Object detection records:
↓
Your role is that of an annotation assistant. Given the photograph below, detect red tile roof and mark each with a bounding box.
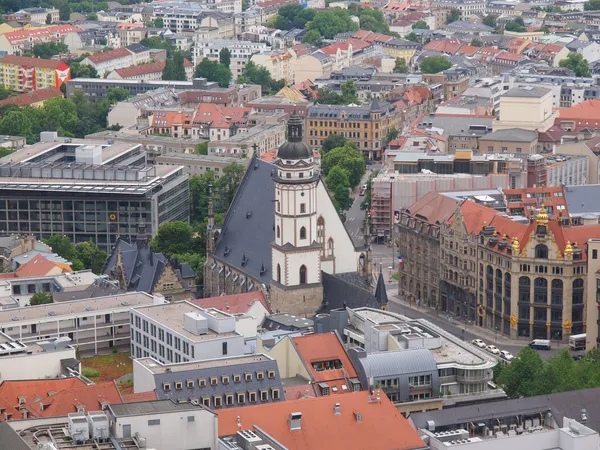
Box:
[190,291,271,314]
[0,378,122,421]
[292,333,358,386]
[15,253,72,277]
[216,391,426,450]
[0,87,63,106]
[87,47,131,64]
[0,55,69,70]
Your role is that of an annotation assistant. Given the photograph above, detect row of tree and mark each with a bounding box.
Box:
[0,88,129,144]
[494,347,600,398]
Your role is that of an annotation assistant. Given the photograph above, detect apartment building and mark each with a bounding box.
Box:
[0,22,83,55]
[208,124,285,158]
[306,99,398,160]
[0,55,71,92]
[0,133,189,252]
[193,39,270,81]
[317,308,506,408]
[133,354,284,410]
[131,302,245,363]
[149,103,251,141]
[395,192,460,307]
[0,292,164,354]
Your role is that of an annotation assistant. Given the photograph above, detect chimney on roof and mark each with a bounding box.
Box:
[288,413,302,431]
[333,403,342,416]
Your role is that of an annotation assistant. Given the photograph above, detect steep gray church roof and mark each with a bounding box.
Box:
[213,157,275,284]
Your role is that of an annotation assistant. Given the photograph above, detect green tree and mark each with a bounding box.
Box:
[321,142,366,188]
[558,52,592,77]
[412,20,429,30]
[504,17,527,33]
[194,141,208,155]
[54,0,71,21]
[483,14,498,28]
[385,128,400,142]
[140,36,177,57]
[393,58,408,73]
[33,42,69,59]
[302,30,323,47]
[29,292,52,306]
[306,8,358,39]
[421,55,452,73]
[219,47,231,67]
[341,79,358,105]
[498,347,544,398]
[325,166,352,211]
[0,111,36,144]
[583,0,600,11]
[216,163,246,212]
[317,86,343,105]
[321,134,347,155]
[150,222,194,255]
[75,239,108,275]
[162,51,187,81]
[446,8,460,23]
[195,58,233,87]
[107,88,129,103]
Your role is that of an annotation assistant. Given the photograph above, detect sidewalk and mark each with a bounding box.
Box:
[388,285,530,347]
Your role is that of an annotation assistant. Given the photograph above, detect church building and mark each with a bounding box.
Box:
[204,115,380,316]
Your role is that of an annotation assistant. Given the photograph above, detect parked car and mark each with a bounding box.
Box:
[485,344,500,355]
[471,339,485,348]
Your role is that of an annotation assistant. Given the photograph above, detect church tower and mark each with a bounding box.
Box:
[270,115,323,316]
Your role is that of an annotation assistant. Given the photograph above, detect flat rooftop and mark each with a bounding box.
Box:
[137,354,273,374]
[0,292,154,327]
[352,308,496,367]
[135,302,241,342]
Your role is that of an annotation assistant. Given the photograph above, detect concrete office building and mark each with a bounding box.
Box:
[0,292,164,354]
[133,355,283,409]
[131,302,245,363]
[0,133,189,252]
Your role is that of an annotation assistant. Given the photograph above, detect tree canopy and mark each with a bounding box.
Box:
[306,8,358,39]
[421,55,452,73]
[393,58,408,73]
[195,58,233,87]
[162,51,187,81]
[321,141,366,188]
[29,292,52,306]
[446,8,460,23]
[496,347,600,398]
[558,52,592,77]
[44,234,108,275]
[237,61,285,93]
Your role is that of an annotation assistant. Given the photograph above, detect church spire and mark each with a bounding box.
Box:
[206,184,215,256]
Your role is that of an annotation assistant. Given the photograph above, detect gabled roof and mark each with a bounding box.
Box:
[15,253,73,277]
[0,86,63,106]
[190,291,271,314]
[217,391,427,450]
[0,378,122,421]
[406,192,459,225]
[290,332,358,384]
[0,55,69,70]
[87,47,131,64]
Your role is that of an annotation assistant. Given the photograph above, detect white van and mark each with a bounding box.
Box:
[529,339,551,350]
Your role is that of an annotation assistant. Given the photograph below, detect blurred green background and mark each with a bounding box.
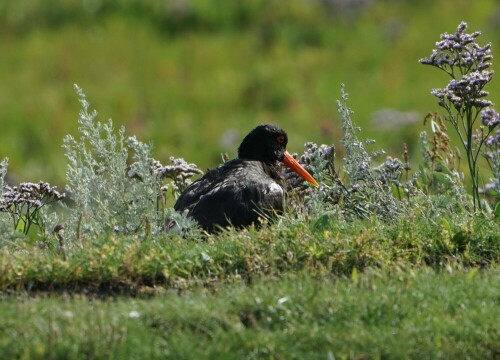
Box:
[0,0,500,185]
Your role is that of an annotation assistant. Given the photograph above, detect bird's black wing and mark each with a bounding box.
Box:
[174,159,283,231]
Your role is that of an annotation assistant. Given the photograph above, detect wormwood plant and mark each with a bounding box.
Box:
[285,85,409,220]
[63,85,199,243]
[420,22,500,210]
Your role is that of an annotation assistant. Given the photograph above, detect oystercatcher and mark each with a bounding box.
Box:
[174,125,318,232]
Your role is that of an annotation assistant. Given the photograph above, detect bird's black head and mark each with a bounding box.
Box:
[238,125,288,164]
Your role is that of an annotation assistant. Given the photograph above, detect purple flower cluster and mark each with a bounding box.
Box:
[420,22,493,74]
[481,108,500,129]
[0,181,65,211]
[420,22,493,112]
[0,181,65,234]
[284,142,335,188]
[431,71,493,111]
[154,156,203,182]
[420,22,500,210]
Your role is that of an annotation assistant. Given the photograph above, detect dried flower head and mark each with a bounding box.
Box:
[0,181,65,234]
[481,108,500,128]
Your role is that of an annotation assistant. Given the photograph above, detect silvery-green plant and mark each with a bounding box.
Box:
[0,181,65,236]
[285,85,405,219]
[420,22,499,210]
[63,85,203,245]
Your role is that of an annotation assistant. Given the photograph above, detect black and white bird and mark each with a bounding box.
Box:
[174,125,319,232]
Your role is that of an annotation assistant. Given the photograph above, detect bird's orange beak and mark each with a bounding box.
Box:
[283,151,319,186]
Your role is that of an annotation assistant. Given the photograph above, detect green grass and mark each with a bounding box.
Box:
[0,0,500,359]
[0,268,500,359]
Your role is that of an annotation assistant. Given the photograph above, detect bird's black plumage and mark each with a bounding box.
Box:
[174,125,314,232]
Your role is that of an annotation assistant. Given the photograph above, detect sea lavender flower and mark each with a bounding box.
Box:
[420,22,499,210]
[154,156,203,195]
[481,108,500,128]
[0,181,65,234]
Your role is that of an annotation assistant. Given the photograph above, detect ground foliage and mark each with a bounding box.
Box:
[0,19,500,358]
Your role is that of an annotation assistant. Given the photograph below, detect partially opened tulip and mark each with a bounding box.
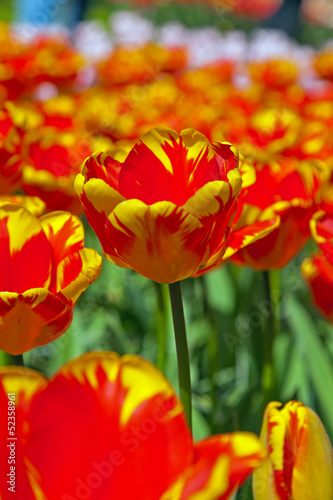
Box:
[253,401,333,500]
[0,204,102,354]
[301,211,333,322]
[75,128,241,283]
[0,109,22,194]
[232,158,329,270]
[0,352,265,500]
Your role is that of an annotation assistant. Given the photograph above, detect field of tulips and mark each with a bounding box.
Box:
[0,2,333,500]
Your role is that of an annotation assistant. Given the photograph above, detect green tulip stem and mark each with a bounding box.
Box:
[262,271,280,407]
[169,281,192,430]
[153,281,168,373]
[0,351,24,366]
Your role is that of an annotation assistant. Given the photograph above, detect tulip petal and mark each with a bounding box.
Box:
[103,200,209,283]
[58,248,102,304]
[0,288,73,354]
[223,217,280,260]
[39,211,84,292]
[0,204,51,292]
[0,366,48,500]
[292,408,333,500]
[161,432,265,500]
[301,252,333,322]
[24,353,192,500]
[119,128,220,206]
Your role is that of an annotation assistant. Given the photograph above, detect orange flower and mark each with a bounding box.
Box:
[301,212,333,322]
[314,49,333,81]
[0,204,102,354]
[0,109,22,194]
[22,128,92,213]
[232,158,328,270]
[253,401,333,500]
[0,352,265,500]
[75,128,241,283]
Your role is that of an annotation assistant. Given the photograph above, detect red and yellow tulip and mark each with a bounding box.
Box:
[253,401,333,500]
[301,211,333,322]
[232,158,329,270]
[75,128,241,283]
[22,127,92,213]
[0,352,265,500]
[0,204,102,354]
[0,109,22,195]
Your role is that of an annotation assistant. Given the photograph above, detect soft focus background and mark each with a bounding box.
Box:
[0,0,333,500]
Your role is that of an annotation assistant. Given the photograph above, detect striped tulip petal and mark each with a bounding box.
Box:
[0,352,264,500]
[75,127,242,283]
[253,401,333,500]
[0,204,52,292]
[104,200,209,283]
[161,432,265,500]
[310,211,333,265]
[0,203,102,354]
[0,195,45,217]
[0,367,47,500]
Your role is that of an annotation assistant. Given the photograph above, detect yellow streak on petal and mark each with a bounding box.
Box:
[120,355,178,426]
[231,432,266,460]
[39,210,84,254]
[180,128,215,166]
[227,170,242,198]
[109,200,209,283]
[22,165,75,194]
[56,351,120,389]
[183,181,230,219]
[223,217,281,260]
[23,457,48,500]
[186,455,230,500]
[0,288,71,354]
[83,179,125,216]
[74,173,85,198]
[301,257,319,281]
[292,406,333,500]
[0,204,42,254]
[57,248,102,304]
[252,401,282,500]
[0,195,45,217]
[160,474,186,500]
[310,210,326,245]
[140,127,179,174]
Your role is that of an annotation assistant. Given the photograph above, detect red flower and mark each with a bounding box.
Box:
[232,158,328,270]
[0,204,102,354]
[0,353,264,500]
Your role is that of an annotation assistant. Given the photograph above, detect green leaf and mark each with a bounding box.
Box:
[285,295,333,433]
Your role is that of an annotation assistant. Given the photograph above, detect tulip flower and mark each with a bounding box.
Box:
[0,194,45,217]
[75,128,241,283]
[253,401,333,500]
[22,127,92,213]
[0,204,102,354]
[0,109,22,195]
[301,211,333,322]
[0,352,265,500]
[232,158,328,270]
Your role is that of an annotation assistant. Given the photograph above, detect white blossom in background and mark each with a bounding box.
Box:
[109,11,155,47]
[74,21,113,62]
↑
Objective
Please copy out, word for word, the stretch from the line containing "detect white blossom" through the end of the records.

Completed exercise
Your role is that of an annotation assistant. Given the photograph above, detect white blossom in background and mark each with a bounding box.
Box:
[109,11,155,47]
[74,21,113,62]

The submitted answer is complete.